— BEGIN Material for this task —

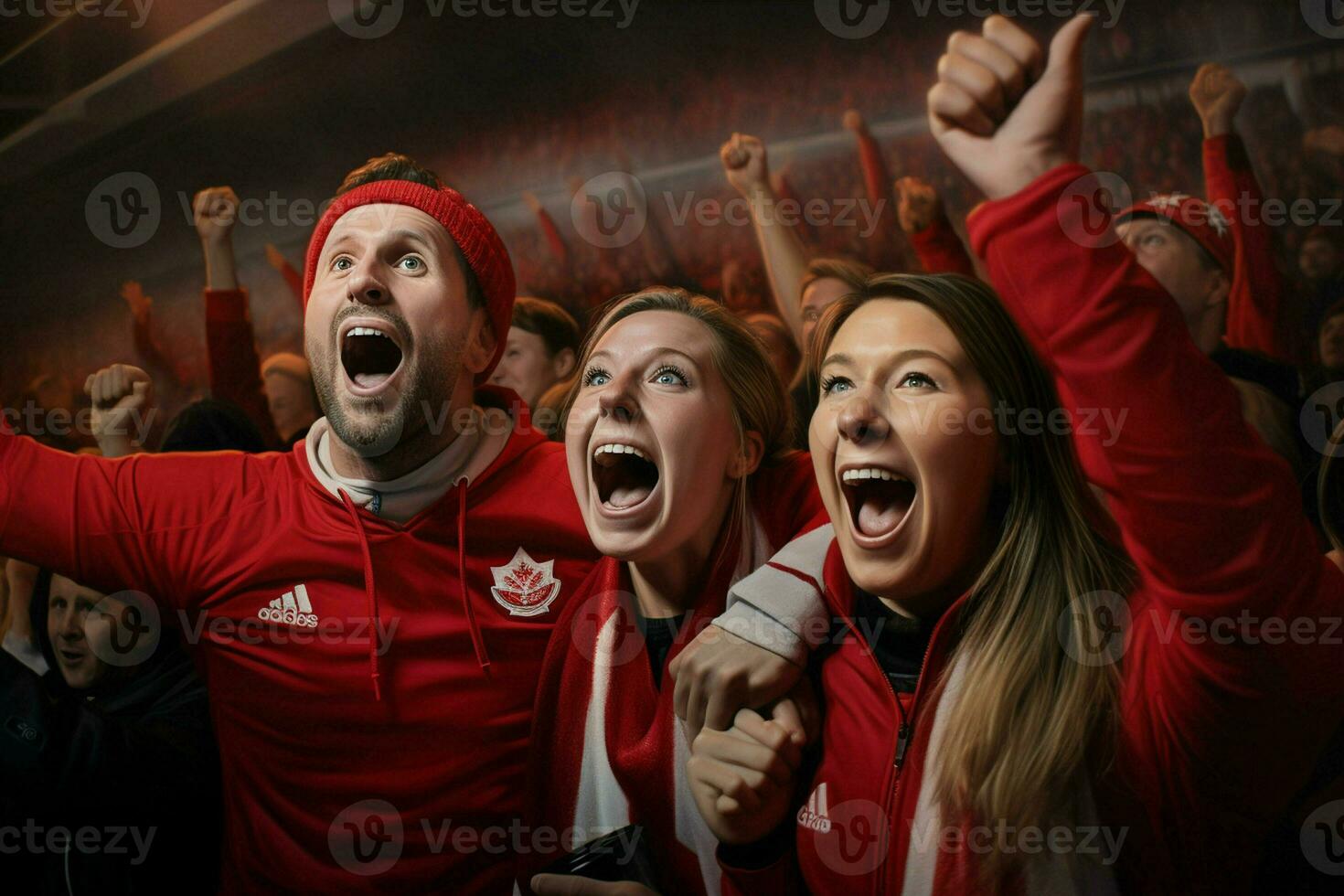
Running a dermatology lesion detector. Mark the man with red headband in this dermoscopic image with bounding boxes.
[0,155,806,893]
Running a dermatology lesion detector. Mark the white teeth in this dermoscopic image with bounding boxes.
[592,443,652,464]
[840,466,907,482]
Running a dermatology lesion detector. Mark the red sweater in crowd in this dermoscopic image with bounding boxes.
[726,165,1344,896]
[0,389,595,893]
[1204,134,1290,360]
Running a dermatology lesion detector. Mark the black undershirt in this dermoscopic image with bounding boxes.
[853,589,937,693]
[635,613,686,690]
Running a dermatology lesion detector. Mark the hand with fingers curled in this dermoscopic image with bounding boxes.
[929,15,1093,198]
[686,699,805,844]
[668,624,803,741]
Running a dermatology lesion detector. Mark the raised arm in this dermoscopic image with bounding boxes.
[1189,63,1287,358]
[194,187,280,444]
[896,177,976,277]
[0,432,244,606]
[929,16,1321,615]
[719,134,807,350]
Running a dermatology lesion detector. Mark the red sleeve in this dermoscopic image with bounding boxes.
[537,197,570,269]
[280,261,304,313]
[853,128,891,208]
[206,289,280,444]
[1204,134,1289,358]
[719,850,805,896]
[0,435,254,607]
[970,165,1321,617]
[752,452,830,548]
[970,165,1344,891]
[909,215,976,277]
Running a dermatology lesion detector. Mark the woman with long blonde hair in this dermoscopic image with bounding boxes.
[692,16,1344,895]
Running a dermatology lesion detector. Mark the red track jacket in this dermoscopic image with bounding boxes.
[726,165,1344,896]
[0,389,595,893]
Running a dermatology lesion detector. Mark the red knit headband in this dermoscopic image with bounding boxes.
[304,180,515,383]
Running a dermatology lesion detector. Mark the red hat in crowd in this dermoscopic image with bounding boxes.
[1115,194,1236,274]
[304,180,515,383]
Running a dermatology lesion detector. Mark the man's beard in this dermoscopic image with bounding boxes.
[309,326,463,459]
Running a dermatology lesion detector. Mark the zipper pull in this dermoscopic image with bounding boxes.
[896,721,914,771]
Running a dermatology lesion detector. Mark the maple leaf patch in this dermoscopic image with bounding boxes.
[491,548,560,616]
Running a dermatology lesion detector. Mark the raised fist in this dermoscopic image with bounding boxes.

— END Material for this task —

Given request: Return the lines of the material starting at the one containing "Running a dermatology lesion detector. Mark the white" and ending at the one containing "[635,613,686,690]", including both, without changing them.

Written answer:
Running a dermatology lesion detector. Mark the white teeth in this dermoscopic image with bounding boxes.
[592,443,652,464]
[840,466,907,482]
Running a dermatology lesion detector. Mark the red sweater in crowd in this dermoscopic image with bounding boxes.
[726,165,1344,896]
[0,389,595,893]
[1204,134,1290,360]
Running a dermatology lesion detector. Mark the black undershirt in this dermoscopic image with bounding boxes.
[853,589,937,693]
[635,613,686,690]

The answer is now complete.